Empirical researchers are, therefore, forced to impose some controversial judgments on their evaluation process. They should warn readers what these judgments are in an attempt to create a shared set of background assumptions. But doing so can sound as if it merely adds yet another caveat. Perhaps, they should go farther and examine several different moral weighting systems to provide information for people with differing ethical positions.

Empirical economists sometimes ignore ethical background assumptions in their evaluative tools. Many economists look at costs exclusively in dollar terms and cast cost-benefit calculations in efficiency terms, with little or no discussion of the debate over whether these measures should have ethical priority over other options. For example, although a dollar lost to anyone is an efficiency loss, citizens might have good ethical reasons to value a dollar used to cure poverty more than several dollars used to provide luxuries for the already wealthy.Footnote 1

In the absence of a national resolution to the ethical controversies that create this problem, researchers will have to impose something, but they should avoid presenting their resolution to moral issues as if it were uncontroversial. It is better to be open about the moral judgments necessary to frame the empirical issues. It’s also valuable to recognize the different moral perspectives that are relevant in the local political context and present evaluations relevant to each. This book cannot resolve this issue and won’t dwell on it.

● **Supplied entries**
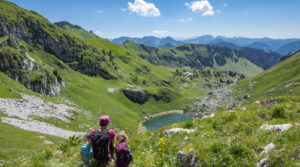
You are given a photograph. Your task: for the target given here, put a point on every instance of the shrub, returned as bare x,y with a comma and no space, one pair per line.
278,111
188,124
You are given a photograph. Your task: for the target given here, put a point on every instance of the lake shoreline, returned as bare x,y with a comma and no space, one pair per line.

* * *

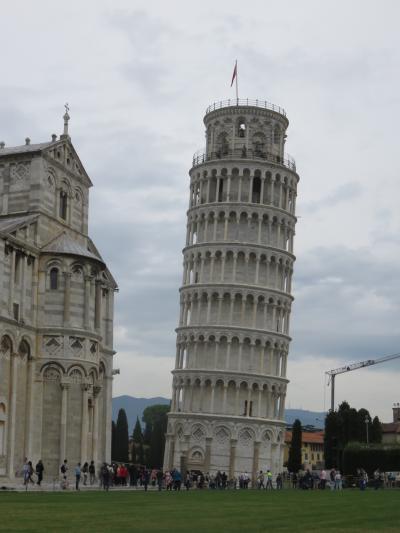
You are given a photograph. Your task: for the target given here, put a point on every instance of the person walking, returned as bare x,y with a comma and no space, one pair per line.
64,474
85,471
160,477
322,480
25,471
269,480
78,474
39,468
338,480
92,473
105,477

● **Given exercise**
In the excerpt on ethical judgments in empirical research, citizens might have good ethical reasons to value what more than several dollars spent on luxuries for the already wealthy?

● **Answer to the exercise**
A dollar used to cure poverty.